### Your goal
Reproduce word for word the stretch of the satirical piece on recovery telecallers from "Miss a loan" through "from Mr. Mallya.".

Miss a loan installment or payment and you will immediately have an annoying telecaller snapping at your deadbeat ass for the balance payments due. So with banks in a hot soup on the sour loans made to Vijay Mallya, a lot of resources are understandably getting diverted to pursuing him. Here are some quick and useful tips for recovery telecallers who are trying to reach and collect from Mr. Mallya.
Reach the right gollu-mollu: India is overloaded with unscrupulous, self-indulgent, pot bellied businessmen and once you connect, verify his identity before proceeding further with the call. “Am I speaking with Vijay Mallya from Bengaluru? Can you please confirm your address, email ID and the year when you last made a salary credit to anyone.”

### Data shown
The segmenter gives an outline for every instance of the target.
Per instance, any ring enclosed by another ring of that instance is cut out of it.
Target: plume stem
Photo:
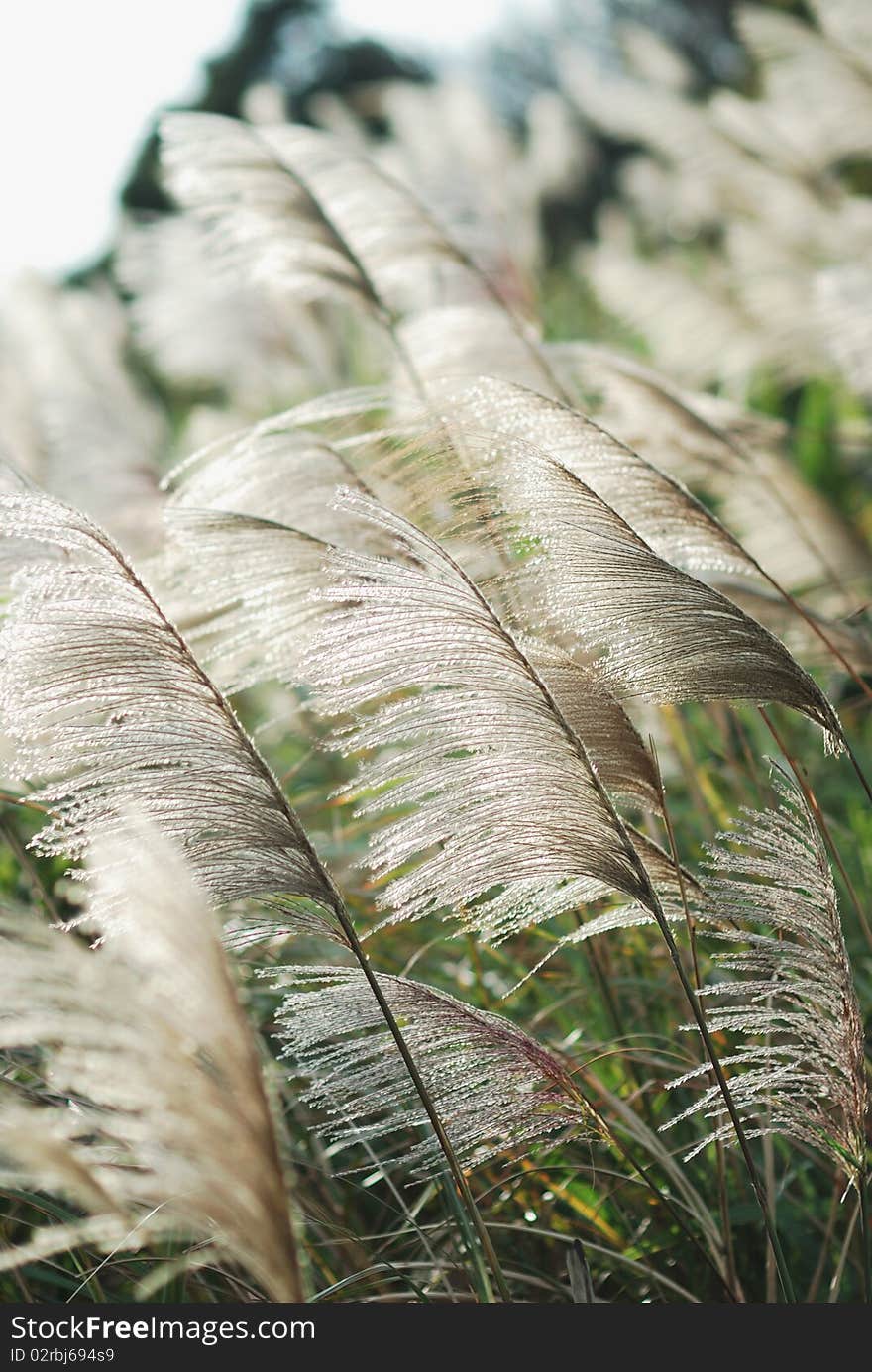
[[[687,899],[687,888],[684,885],[684,873],[681,871],[681,862],[678,860],[678,845],[676,842],[676,831],[673,829],[672,815],[669,812],[669,805],[666,804],[666,786],[663,785],[663,775],[661,772],[661,763],[656,755],[656,746],[654,738],[650,740],[651,756],[654,757],[654,767],[656,772],[656,785],[661,793],[661,809],[663,812],[663,823],[666,825],[666,836],[669,838],[669,851],[672,853],[673,863],[676,864],[676,871],[678,874],[678,893],[681,896],[681,908],[684,911],[684,922],[688,932],[688,943],[691,945],[691,960],[693,963],[693,985],[696,988],[696,995],[699,996],[702,991],[702,978],[699,975],[699,959],[696,955],[696,927],[693,925],[693,918],[691,915],[691,908]],[[704,1015],[704,1010],[700,1000],[700,1010]],[[711,1077],[709,1078],[713,1080]],[[713,1083],[714,1084],[714,1083]],[[724,1243],[724,1259],[726,1262],[726,1276],[729,1286],[736,1290],[736,1258],[733,1253],[733,1236],[729,1218],[729,1202],[726,1198],[726,1151],[724,1148],[722,1139],[715,1140],[715,1161],[718,1172],[718,1203],[721,1209],[721,1224],[724,1227],[722,1243]],[[769,1247],[772,1253],[772,1246]],[[733,1298],[735,1299],[735,1298]]]

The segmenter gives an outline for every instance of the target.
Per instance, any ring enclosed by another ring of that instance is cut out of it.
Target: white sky
[[[515,0],[533,8],[541,0]],[[507,0],[336,0],[347,29],[468,43]],[[508,7],[512,8],[511,0]],[[0,283],[106,247],[150,117],[192,95],[246,0],[0,3]]]

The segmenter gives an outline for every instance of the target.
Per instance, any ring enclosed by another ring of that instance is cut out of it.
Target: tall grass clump
[[[743,93],[566,51],[523,147],[168,115],[173,214],[5,302],[10,1299],[872,1298],[872,70],[813,8]]]

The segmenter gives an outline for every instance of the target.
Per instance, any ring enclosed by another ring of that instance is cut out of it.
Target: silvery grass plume
[[[358,147],[302,125],[253,129],[202,114],[165,117],[161,136],[169,189],[210,226],[218,257],[297,299],[339,299],[375,320],[416,395],[427,373],[404,322],[475,302],[548,384],[536,342],[493,281],[411,187]]]
[[[323,606],[331,545],[298,530],[218,510],[168,512],[163,575],[185,637],[227,696],[261,682],[303,683],[301,660]]]
[[[60,547],[25,565],[0,634],[0,719],[54,818],[44,852],[84,855],[133,805],[174,838],[218,904],[268,899],[290,915],[273,932],[345,943],[405,1062],[483,1251],[504,1283],[468,1184],[352,918],[299,819],[227,700],[118,549],[54,501],[0,501],[4,534]],[[26,691],[22,689],[26,683]],[[104,915],[111,911],[104,911]],[[262,927],[262,925],[261,925]]]
[[[636,772],[634,799],[655,804],[639,766],[650,759],[623,712],[604,713],[607,693],[566,661],[573,727],[445,549],[356,493],[341,501],[405,549],[402,561],[331,554],[323,595],[335,609],[305,664],[317,707],[352,719],[338,744],[369,755],[352,788],[363,809],[400,811],[372,838],[374,874],[426,855],[387,885],[390,919],[449,910],[507,937],[611,890],[654,903],[651,877],[674,884],[674,867],[641,836],[630,841],[604,789]]]
[[[18,280],[0,309],[18,424],[0,380],[0,447],[44,490],[144,553],[159,532],[157,464],[168,435],[128,369],[128,346],[126,316],[108,288]]]
[[[655,466],[715,508],[764,573],[850,613],[872,557],[856,528],[796,472],[783,424],[721,397],[682,390],[636,358],[558,343],[548,358],[571,395]],[[821,608],[818,605],[818,608]]]
[[[717,956],[722,980],[703,989],[707,1021],[713,1033],[740,1036],[722,1062],[751,1132],[810,1144],[857,1183],[867,1148],[864,1030],[836,889],[802,792],[777,767],[772,782],[777,808],[743,811],[710,851],[706,914],[732,947]],[[731,1137],[714,1087],[678,1118],[696,1114],[713,1129],[693,1152]]]
[[[342,519],[332,497],[339,486],[364,494],[368,488],[345,451],[345,434],[386,403],[379,391],[339,391],[224,435],[166,476],[169,508],[250,514],[313,538],[353,543],[365,531],[357,520]],[[327,435],[316,425],[324,425]]]
[[[509,440],[509,460],[512,440],[549,454],[666,561],[695,572],[755,573],[744,549],[684,486],[578,410],[487,376],[449,381],[435,394],[460,445],[471,431],[492,446]]]
[[[847,362],[868,388],[868,366],[840,346],[868,336],[869,202],[853,166],[872,134],[872,73],[862,43],[845,47],[854,26],[867,32],[864,8],[839,5],[828,22],[828,7],[816,5],[816,29],[772,7],[739,7],[751,96],[715,89],[700,102],[644,78],[615,85],[584,58],[562,62],[592,122],[648,154],[621,169],[626,213],[600,214],[600,241],[580,268],[688,384],[744,386],[761,365],[801,383]],[[698,243],[692,272],[676,230]],[[847,287],[835,300],[834,280]]]
[[[430,292],[433,277],[467,280],[413,198],[330,133],[170,114],[161,137],[179,203],[211,226],[228,261],[298,299],[339,296],[385,321]]]
[[[137,346],[174,390],[218,391],[255,417],[312,384],[335,384],[324,321],[269,281],[229,276],[191,215],[124,225],[114,272],[130,294]]]
[[[283,1056],[309,1080],[303,1099],[327,1117],[330,1139],[385,1143],[394,1161],[437,1169],[433,1140],[408,1146],[424,1117],[360,971],[291,967],[277,977],[290,988],[277,1014]],[[405,977],[382,977],[382,988],[464,1166],[556,1131],[588,1132],[590,1113],[567,1069],[508,1019]]]
[[[81,858],[135,805],[216,903],[290,901],[338,937],[338,896],[279,783],[107,535],[40,497],[0,501],[0,531],[65,554],[25,564],[0,631],[16,772],[47,778],[37,851]]]
[[[27,1054],[29,1078],[58,1102],[7,1089],[3,1184],[88,1213],[0,1253],[0,1269],[80,1243],[206,1240],[269,1299],[302,1301],[258,1050],[216,918],[179,851],[139,819],[95,845],[95,868],[115,911],[96,948],[33,912],[0,914],[0,1043],[12,1062]]]
[[[779,701],[842,746],[820,687],[787,649],[724,595],[658,557],[621,516],[560,462],[503,445],[509,509],[542,547],[548,612],[588,650],[603,650],[618,698]]]

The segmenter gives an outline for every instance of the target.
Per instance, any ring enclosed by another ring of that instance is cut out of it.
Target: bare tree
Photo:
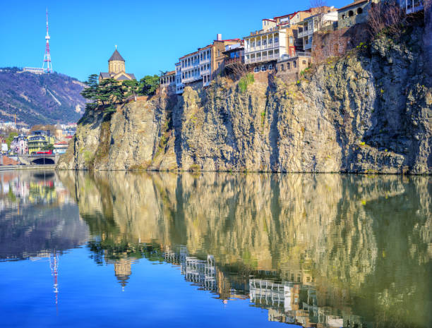
[[[397,4],[396,0],[385,0],[372,4],[368,18],[369,32],[372,37],[375,37],[380,32],[386,30],[398,37],[406,20],[405,11]]]
[[[241,61],[236,61],[232,63],[227,66],[225,69],[230,71],[234,80],[239,80],[248,73],[248,68]]]

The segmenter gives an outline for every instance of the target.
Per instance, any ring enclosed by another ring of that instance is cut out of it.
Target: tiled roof
[[[344,10],[344,9],[347,9],[347,8],[352,7],[353,6],[358,6],[359,4],[361,4],[364,2],[368,2],[369,0],[356,0],[355,1],[347,4],[347,6],[344,6],[342,8],[340,8],[339,9],[337,9],[337,11],[341,11],[341,10]]]
[[[109,58],[109,59],[108,59],[108,61],[124,61],[124,59],[123,59],[121,55],[119,53],[119,51],[117,51],[117,49],[116,49],[113,52],[112,55],[111,56],[111,57]]]
[[[100,72],[100,76],[102,76],[102,78],[111,78],[111,75],[109,75],[109,73],[108,72]]]

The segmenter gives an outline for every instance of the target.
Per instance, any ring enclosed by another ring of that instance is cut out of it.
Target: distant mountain
[[[53,73],[36,75],[18,68],[0,68],[0,121],[30,126],[76,122],[84,112],[84,83]]]

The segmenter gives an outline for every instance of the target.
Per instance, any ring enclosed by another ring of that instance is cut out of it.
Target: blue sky
[[[342,6],[351,0],[327,0]],[[41,67],[48,7],[54,71],[81,80],[107,70],[114,45],[126,71],[138,78],[174,70],[178,58],[222,33],[242,37],[259,30],[261,19],[310,7],[309,0],[40,1],[8,1],[0,11],[0,67]]]

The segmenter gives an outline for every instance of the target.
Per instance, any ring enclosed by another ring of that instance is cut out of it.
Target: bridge
[[[59,162],[58,154],[40,154],[34,155],[18,155],[18,159],[26,165],[56,164]]]

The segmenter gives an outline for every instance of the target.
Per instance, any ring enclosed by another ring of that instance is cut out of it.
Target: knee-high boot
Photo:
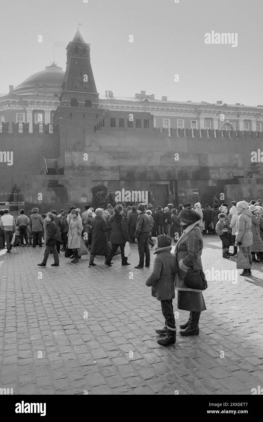
[[[192,312],[191,320],[188,326],[179,333],[181,335],[197,335],[199,333],[198,322],[201,312]]]

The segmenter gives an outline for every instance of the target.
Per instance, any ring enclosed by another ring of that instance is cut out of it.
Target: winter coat
[[[47,246],[54,246],[57,240],[57,226],[54,220],[47,222],[46,234],[46,245]]]
[[[157,300],[174,299],[174,277],[178,271],[176,258],[171,253],[171,246],[156,249],[152,272],[145,283],[152,286],[152,296]]]
[[[251,252],[263,252],[263,242],[260,234],[260,219],[259,217],[253,214],[251,217],[251,221],[253,236]],[[241,246],[243,246],[243,245],[241,245]]]
[[[211,223],[212,220],[211,216],[212,214],[212,210],[210,207],[206,207],[203,213],[203,221],[206,223]]]
[[[135,229],[136,222],[139,214],[137,211],[132,211],[129,213],[127,216],[127,225],[128,228]]]
[[[236,234],[236,222],[238,218],[238,215],[237,214],[233,214],[232,217],[231,217],[231,221],[230,222],[230,224],[229,226],[232,229],[232,236],[234,236]]]
[[[138,239],[141,233],[149,233],[151,231],[151,221],[149,217],[149,215],[145,211],[139,214],[135,229],[135,235],[136,239]]]
[[[222,236],[223,235],[227,234],[228,233],[231,233],[231,228],[229,227],[229,225],[228,224],[228,222],[226,220],[226,219],[225,219],[225,222],[228,227],[228,231],[227,232],[222,232],[223,227],[224,227],[224,222],[218,221],[217,223],[217,225],[216,226],[216,232],[219,236]]]
[[[109,231],[110,230],[110,227],[107,226],[103,217],[96,215],[91,225],[92,243],[91,255],[103,256],[107,254],[108,242],[106,232]]]
[[[211,222],[214,224],[214,228],[215,229],[216,226],[218,221],[218,214],[220,211],[218,208],[213,208],[211,212]]]
[[[68,247],[69,249],[79,249],[83,226],[79,216],[71,219],[68,233]]]
[[[129,233],[125,217],[121,214],[114,214],[110,217],[111,242],[114,245],[124,245],[129,241]]]
[[[241,242],[241,246],[242,248],[252,246],[253,235],[251,218],[252,215],[251,211],[247,208],[243,210],[236,220],[236,241],[237,243]]]
[[[172,224],[172,210],[168,209],[165,213],[165,217],[167,219],[167,224]]]
[[[192,292],[202,290],[187,287],[184,282],[188,269],[202,270],[201,255],[203,251],[203,237],[199,222],[194,223],[184,230],[176,243],[174,255],[176,257],[178,272],[175,278],[176,290]]]
[[[156,225],[164,226],[166,219],[165,213],[162,210],[158,210],[156,212]]]
[[[62,223],[61,222],[61,220],[59,217],[55,215],[54,217],[54,221],[55,222],[55,224],[57,226],[57,241],[60,241],[61,240],[61,235],[60,234],[60,227],[62,226]]]
[[[30,219],[32,223],[32,231],[33,232],[42,232],[43,220],[40,214],[36,214],[35,213],[31,214],[30,216]]]

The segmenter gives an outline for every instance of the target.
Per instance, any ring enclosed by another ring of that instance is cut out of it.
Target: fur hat
[[[178,216],[179,220],[183,220],[187,224],[193,224],[200,219],[199,214],[192,209],[183,210]]]
[[[240,201],[239,202],[238,202],[236,206],[238,206],[239,205],[244,210],[246,210],[247,208],[248,208],[248,204],[246,201]]]
[[[222,212],[220,214],[218,214],[218,218],[220,218],[221,217],[223,217],[224,218],[225,218],[226,215],[224,213]]]
[[[142,212],[144,212],[146,211],[145,207],[143,204],[139,204],[137,207],[137,209],[139,211],[141,211]]]

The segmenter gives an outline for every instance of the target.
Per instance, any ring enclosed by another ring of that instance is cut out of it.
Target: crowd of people
[[[153,270],[146,284],[152,287],[152,295],[161,302],[165,326],[156,332],[162,337],[158,343],[163,346],[176,341],[172,304],[175,289],[178,290],[178,308],[190,313],[188,321],[180,326],[180,334],[199,334],[201,313],[206,309],[203,290],[190,287],[189,283],[187,285],[186,277],[190,270],[202,271],[204,235],[216,233],[219,236],[223,258],[235,257],[239,246],[248,258],[247,268],[243,268],[241,276],[252,275],[252,262],[263,262],[261,200],[249,203],[232,201],[230,207],[225,203],[221,205],[215,203],[212,208],[206,204],[204,208],[200,203],[193,207],[190,203],[178,207],[170,203],[164,209],[160,206],[155,209],[151,204],[126,206],[123,203],[114,209],[109,204],[106,209],[94,210],[89,206],[85,208],[82,214],[73,206],[68,211],[60,210],[58,215],[53,210],[41,215],[36,208],[30,216],[22,209],[15,221],[8,209],[0,210],[0,249],[6,243],[7,252],[10,252],[16,232],[19,233],[22,246],[42,247],[43,238],[44,256],[38,265],[46,266],[52,254],[54,260],[52,265],[56,266],[59,265],[59,254],[67,250],[73,258],[71,262],[78,262],[81,258],[81,242],[84,240],[85,246],[90,251],[90,268],[96,265],[94,259],[98,255],[105,257],[105,265],[111,267],[112,257],[119,248],[122,265],[130,265],[125,248],[128,242],[136,242],[139,263],[135,268],[143,268],[144,265],[148,268],[150,266],[149,243],[152,247],[155,246]],[[173,239],[176,245],[172,254]],[[233,250],[230,253],[231,246]]]

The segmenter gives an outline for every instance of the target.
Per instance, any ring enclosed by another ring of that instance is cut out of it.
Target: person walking
[[[16,228],[15,219],[12,215],[9,214],[9,210],[7,209],[4,210],[4,215],[0,218],[0,228],[4,231],[5,239],[6,242],[7,252],[9,254],[12,249],[11,242],[13,235],[16,233]]]
[[[203,243],[199,227],[200,216],[192,209],[185,209],[178,218],[183,229],[183,234],[175,246],[174,255],[176,257],[178,272],[175,276],[175,289],[178,290],[177,308],[189,311],[188,320],[180,325],[181,335],[196,335],[199,333],[199,321],[201,312],[206,309],[202,290],[190,289],[184,280],[188,269],[202,270],[201,256]]]
[[[252,234],[252,214],[248,208],[248,204],[246,201],[240,201],[237,204],[237,208],[239,213],[236,220],[236,233],[235,246],[239,246],[244,254],[247,255],[250,264],[250,268],[243,268],[240,276],[251,276],[251,266],[252,264],[251,246],[253,243]]]
[[[119,246],[121,250],[122,265],[130,265],[128,262],[128,258],[124,254],[124,248],[126,242],[129,241],[129,233],[125,217],[122,215],[122,207],[117,205],[114,208],[114,214],[111,216],[108,225],[111,227],[111,249],[108,249],[105,264],[111,267],[111,262]]]
[[[73,264],[79,262],[79,249],[80,247],[80,240],[83,226],[81,219],[77,209],[71,211],[72,217],[70,219],[68,232],[68,247],[72,249],[74,259],[71,261]]]
[[[127,226],[128,232],[131,243],[135,243],[135,233],[136,229],[136,222],[138,218],[138,214],[137,211],[137,208],[135,205],[132,207],[131,212],[129,213],[127,217]]]
[[[25,246],[24,244],[24,238],[26,245],[29,246],[27,237],[27,226],[30,223],[30,220],[28,217],[24,215],[24,210],[20,210],[20,215],[16,219],[16,224],[18,226],[21,246]]]
[[[171,253],[172,240],[169,236],[161,235],[154,238],[156,241],[155,255],[152,272],[145,283],[152,287],[152,296],[161,302],[165,326],[155,332],[166,335],[157,343],[161,346],[174,344],[176,341],[176,327],[173,307],[175,297],[174,277],[178,271],[176,259]]]
[[[106,232],[111,230],[111,227],[107,226],[103,216],[103,210],[101,208],[97,208],[91,225],[92,243],[89,265],[92,266],[96,265],[94,264],[94,261],[97,255],[104,256],[105,259],[108,255],[108,243]]]
[[[30,216],[30,219],[32,223],[32,234],[33,235],[33,247],[35,248],[37,243],[38,243],[40,248],[42,248],[42,225],[43,220],[40,214],[38,214],[39,210],[38,208],[33,208],[32,210],[33,214]]]
[[[143,204],[139,204],[137,212],[139,214],[137,218],[135,238],[138,239],[138,249],[140,260],[138,265],[135,268],[143,268],[145,256],[145,267],[150,266],[150,250],[149,249],[149,238],[150,232],[151,223],[149,216],[146,213],[145,207]],[[164,213],[163,213],[164,215]]]
[[[39,267],[46,267],[48,258],[52,251],[54,258],[54,264],[51,264],[52,267],[58,267],[60,265],[60,260],[56,247],[56,243],[57,237],[57,226],[54,221],[54,214],[49,213],[46,216],[46,248],[44,252],[43,260],[41,264],[38,264]]]

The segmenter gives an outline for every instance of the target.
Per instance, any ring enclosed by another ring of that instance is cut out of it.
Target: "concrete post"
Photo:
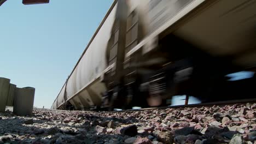
[[[14,94],[13,112],[17,115],[30,115],[34,105],[35,89],[33,87],[16,88]]]
[[[16,85],[10,83],[9,87],[8,98],[7,99],[7,106],[13,106],[13,98],[14,98],[14,92],[16,89]]]
[[[10,79],[0,77],[0,112],[5,111],[9,85]]]

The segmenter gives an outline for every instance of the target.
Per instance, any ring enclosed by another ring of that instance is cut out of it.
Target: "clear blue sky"
[[[36,88],[34,106],[50,108],[111,0],[50,0],[0,7],[0,77]]]

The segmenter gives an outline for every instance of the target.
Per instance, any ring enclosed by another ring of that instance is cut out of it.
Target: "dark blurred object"
[[[24,4],[49,3],[50,0],[22,0]]]
[[[3,4],[7,0],[0,0],[0,6]]]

### Response area
Miss a loan installment or payment and you will immediately have an annoying telecaller snapping at your deadbeat ass for the balance payments due. So with banks in a hot soup on the sour loans made to Vijay Mallya, a lot of resources are understandably getting diverted to pursuing him. Here are some quick and useful tips for recovery telecallers who are trying to reach and collect from Mr. Mallya.